■ ACTIVITY ■
In the article below about the sinking roadway, on what date did engineers and repair crews begin trying to find the cause?

--- PASSAGE Enclosed Below ---

By Doug Curlee | Editor at Large
Engineers unsure what caused sinking roadway
When a major thoroughfare through north Grantville started to sink quickly this summer, it got the attention of city public works experts. They quickly moved to close down the median and the two inner lanes of the four-lane road, and started trying to figure out why it was happening.
As of this writing, there is a problem: They still don’t know why it happened.
Engineers and repair crews started in on trying to figure it out on June 7, and they’re still going at it today.
That means the roadway between Greenbrier Avenue and Old Cliffs Road is still down to one narrow lane each way, north and south, and it’s likely to remain that way for a while. It could be as long as October or even longer.
Area residents, and those who use the road daily, are somewhat less than pleased about it — some are considerably less than pleased.
Frank didn’t want his last name used, but he was willing to share his feelings about the condition of the road he’s used for more than 20 years to get to work.
“Just call me ‘Frank Highly P.O.’d,’” he said as his truck idled at the Old Cliffs stoplight, part of a long single file of cars that stretched back out of sight on southbound Mission Gorge. “This is how I avoid both the 52 and Interstate 8, and now it’s not working.”

--- End of Enclosed PASSAGE ---
--- DATASET EXTRACT Enclosed Below ---

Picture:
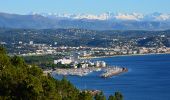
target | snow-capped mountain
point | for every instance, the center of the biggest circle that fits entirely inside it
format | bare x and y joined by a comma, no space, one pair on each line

--- End of Enclosed DATASET EXTRACT ---

■ EXERCISE OUTPUT ■
June 7